* **Short exercise**:
Set down all of the following material verbatim, omitting the pictures.

--- START OF The records ---

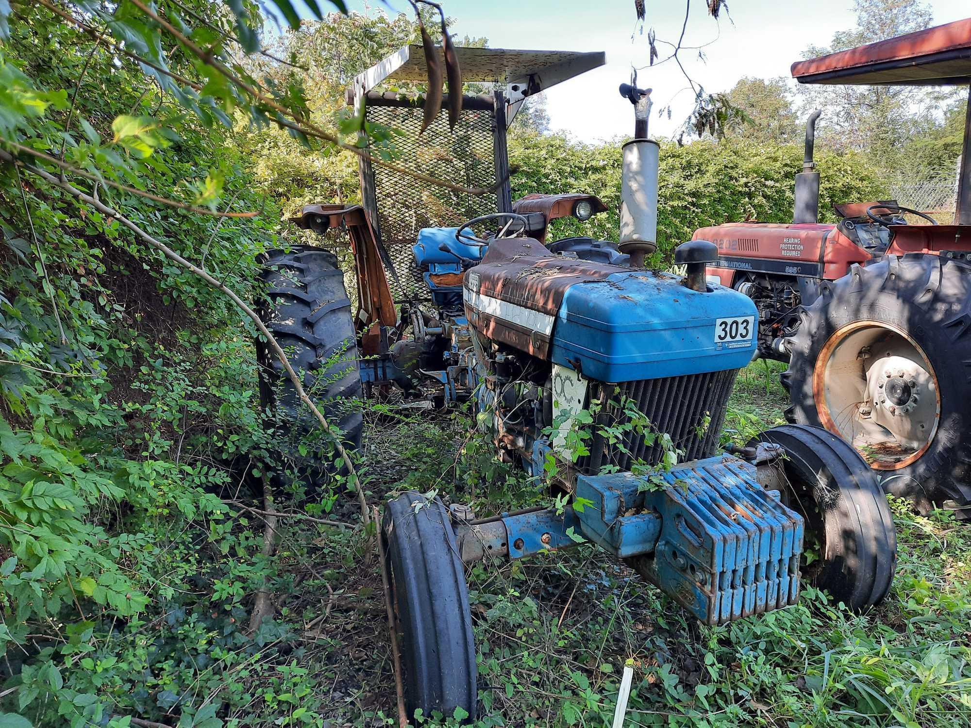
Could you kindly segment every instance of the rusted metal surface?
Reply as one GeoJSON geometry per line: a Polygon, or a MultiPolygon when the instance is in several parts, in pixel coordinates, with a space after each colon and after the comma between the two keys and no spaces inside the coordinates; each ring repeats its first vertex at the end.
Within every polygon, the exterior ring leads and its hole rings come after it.
{"type": "Polygon", "coordinates": [[[528,238],[496,240],[465,274],[465,314],[486,338],[545,358],[567,288],[628,270],[552,256],[528,238]]]}
{"type": "Polygon", "coordinates": [[[357,279],[355,321],[358,331],[367,331],[375,323],[385,326],[397,323],[398,314],[382,265],[380,246],[364,208],[360,205],[305,205],[300,215],[290,217],[289,221],[318,233],[346,228],[357,279]]]}
{"type": "Polygon", "coordinates": [[[538,240],[540,243],[546,242],[547,226],[559,217],[569,217],[573,215],[573,209],[576,207],[577,203],[585,200],[589,202],[593,207],[593,215],[597,213],[603,213],[607,210],[607,206],[600,201],[600,198],[596,195],[586,195],[586,194],[558,194],[558,195],[545,195],[538,192],[533,194],[528,194],[525,197],[520,197],[519,200],[513,203],[513,212],[519,213],[519,215],[527,215],[529,213],[540,213],[546,219],[546,225],[542,230],[531,231],[533,238],[538,240]]]}
{"type": "Polygon", "coordinates": [[[800,83],[954,85],[971,80],[971,17],[792,64],[800,83]]]}
{"type": "MultiPolygon", "coordinates": [[[[442,54],[442,48],[435,50],[442,54]]],[[[604,53],[597,51],[519,50],[461,46],[455,49],[455,52],[466,82],[520,83],[528,85],[530,79],[535,78],[535,90],[523,89],[530,93],[538,93],[554,83],[602,66],[605,61],[604,53]]],[[[441,60],[444,66],[444,56],[441,60]]],[[[354,84],[367,91],[385,79],[423,82],[427,80],[426,67],[424,48],[405,46],[360,74],[354,84]]]]}
{"type": "Polygon", "coordinates": [[[945,85],[971,80],[971,17],[792,64],[800,83],[945,85]]]}
{"type": "Polygon", "coordinates": [[[896,212],[896,200],[874,200],[873,202],[848,202],[843,205],[833,205],[833,210],[840,217],[865,217],[866,211],[874,205],[890,205],[891,208],[877,208],[874,215],[892,215],[896,212]]]}

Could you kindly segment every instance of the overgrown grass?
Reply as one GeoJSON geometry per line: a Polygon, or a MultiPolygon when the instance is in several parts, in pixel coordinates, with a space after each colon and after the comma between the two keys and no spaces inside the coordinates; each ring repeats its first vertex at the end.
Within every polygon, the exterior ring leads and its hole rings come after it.
{"type": "MultiPolygon", "coordinates": [[[[755,362],[740,374],[729,429],[747,437],[756,423],[782,421],[781,368],[755,362]]],[[[470,472],[481,468],[481,453],[460,423],[404,429],[407,443],[385,454],[414,464],[400,485],[467,501],[475,484],[481,513],[536,500],[522,483],[517,497],[509,480],[484,488],[470,472]]],[[[382,441],[400,443],[402,431],[385,430],[382,441]]],[[[896,580],[887,602],[864,615],[807,587],[794,607],[706,627],[590,546],[471,567],[478,725],[609,725],[628,660],[635,666],[628,726],[971,724],[971,531],[943,513],[921,517],[903,502],[892,507],[896,580]]],[[[335,725],[393,714],[386,650],[382,634],[375,672],[356,696],[332,705],[335,725]],[[361,712],[364,696],[381,696],[376,710],[361,712]]],[[[347,669],[361,672],[359,663],[347,669]]]]}

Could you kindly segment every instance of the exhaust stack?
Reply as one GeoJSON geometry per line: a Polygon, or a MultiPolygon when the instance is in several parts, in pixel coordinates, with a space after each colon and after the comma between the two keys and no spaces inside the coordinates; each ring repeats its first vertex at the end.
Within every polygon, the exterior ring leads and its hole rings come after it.
{"type": "Polygon", "coordinates": [[[802,172],[795,176],[795,210],[792,222],[820,221],[820,173],[813,161],[813,148],[816,146],[816,122],[821,111],[813,112],[806,122],[806,153],[802,158],[802,172]]]}
{"type": "Polygon", "coordinates": [[[618,248],[630,255],[632,266],[639,267],[657,248],[657,160],[660,147],[647,138],[651,89],[621,83],[620,95],[634,105],[634,139],[623,146],[620,243],[618,248]]]}

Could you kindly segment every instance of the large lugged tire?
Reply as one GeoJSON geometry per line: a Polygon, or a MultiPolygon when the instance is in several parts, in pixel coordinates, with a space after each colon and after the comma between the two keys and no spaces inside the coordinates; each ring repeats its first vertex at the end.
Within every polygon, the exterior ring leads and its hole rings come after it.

--- END OF The records ---

* **Task response**:
Could you kindly segment every instance of the rusted metal surface?
Reply as one GeoJSON geometry per line: a Polygon, or a MultiPolygon when the instance is in several parts, in pixel coordinates, with a space after each colon and after the comma between the two keys and no spaces inside the coordinates; each ring repeats its first vertex at the end.
Within every polygon, the exterior ring leads and its hole rings come after it.
{"type": "Polygon", "coordinates": [[[528,238],[496,240],[465,274],[465,314],[486,338],[545,358],[567,288],[628,270],[552,256],[528,238]]]}
{"type": "Polygon", "coordinates": [[[357,279],[355,321],[358,331],[367,331],[375,323],[385,326],[397,323],[398,314],[382,265],[380,246],[364,208],[360,205],[305,205],[300,215],[290,217],[289,221],[318,233],[346,228],[357,279]]]}
{"type": "Polygon", "coordinates": [[[538,240],[540,243],[546,242],[547,226],[559,217],[569,217],[573,215],[573,209],[576,207],[577,203],[585,200],[589,202],[593,207],[593,215],[597,213],[603,213],[607,210],[607,206],[600,201],[600,198],[596,195],[586,195],[586,194],[558,194],[558,195],[545,195],[538,192],[533,194],[528,194],[525,197],[520,197],[519,200],[513,203],[513,212],[519,213],[519,215],[527,215],[529,213],[540,213],[546,219],[546,225],[542,230],[531,231],[533,238],[538,240]]]}
{"type": "Polygon", "coordinates": [[[800,83],[954,85],[971,80],[971,17],[792,64],[800,83]]]}
{"type": "MultiPolygon", "coordinates": [[[[442,54],[442,48],[435,50],[442,54]]],[[[604,53],[597,51],[519,50],[461,46],[455,49],[455,52],[466,82],[520,83],[528,85],[530,79],[535,78],[535,90],[523,89],[530,93],[538,93],[554,83],[602,66],[605,61],[604,53]]],[[[441,60],[444,66],[444,56],[441,60]]],[[[354,84],[367,91],[385,79],[423,82],[427,80],[426,67],[424,48],[405,46],[360,74],[354,84]]]]}
{"type": "Polygon", "coordinates": [[[945,85],[971,80],[971,17],[792,64],[800,83],[945,85]]]}
{"type": "Polygon", "coordinates": [[[896,212],[896,200],[874,200],[873,202],[848,202],[843,205],[833,205],[833,210],[840,217],[865,217],[866,211],[874,205],[890,205],[891,208],[877,208],[874,215],[892,215],[896,212]]]}

Could you kindly segment every instance of the overgrown grass?
Reply as one GeoJSON geometry per line: a Polygon, or a MultiPolygon when the instance is in several parts, in pixel coordinates, with a space after each colon and after the comma between the two keys and no spaces inside the coordinates; each ring repeats its first vertex at the end.
Within every polygon, the exterior ring leads and its hole rings come after it.
{"type": "MultiPolygon", "coordinates": [[[[755,362],[740,374],[729,429],[747,437],[756,423],[782,421],[781,368],[755,362]]],[[[470,472],[481,468],[481,453],[460,423],[404,429],[407,443],[385,454],[414,464],[400,485],[467,501],[475,484],[481,513],[536,500],[522,483],[517,497],[509,480],[484,488],[470,472]]],[[[382,441],[400,443],[402,431],[385,430],[382,441]]],[[[896,580],[887,602],[864,615],[807,587],[794,607],[706,627],[590,546],[471,567],[478,725],[609,725],[628,660],[635,666],[628,726],[971,724],[971,531],[943,513],[921,517],[903,502],[892,507],[896,580]]],[[[335,725],[393,714],[386,650],[382,634],[375,672],[356,696],[332,705],[335,725]],[[361,712],[364,696],[381,696],[376,710],[361,712]]],[[[347,669],[361,672],[359,663],[347,669]]]]}

Could you kindly segment every instance of the exhaust stack?
Reply as one GeoJSON geometry per line: a Polygon, or a MultiPolygon when the instance is in several parts, in pixel coordinates, with a space after each colon and after the comma between the two keys and no spaces inside the coordinates; each ring repeats its first vertex at the end.
Within every polygon, the exterior ring leads and its hole rings come after it.
{"type": "Polygon", "coordinates": [[[802,172],[795,176],[795,210],[792,222],[820,221],[820,173],[813,161],[813,148],[816,146],[816,122],[821,111],[813,112],[806,122],[806,153],[802,158],[802,172]]]}
{"type": "Polygon", "coordinates": [[[618,248],[630,255],[632,266],[639,267],[657,248],[657,160],[660,147],[647,138],[651,89],[621,83],[620,95],[634,105],[634,139],[623,146],[620,243],[618,248]]]}

Could you kindly segment every instance of the large lugged tire?
Reply as one GeoJSON geometry per line: a Polygon, or a MultiPolygon when the instance is in several parts, in pixel coordinates, with a space after each colon and after the comma between the two keys and no spaces inside the coordinates; each ring repeats its first vertex at the end.
Within every polygon, the exterior ring leads and its hole rings come after it.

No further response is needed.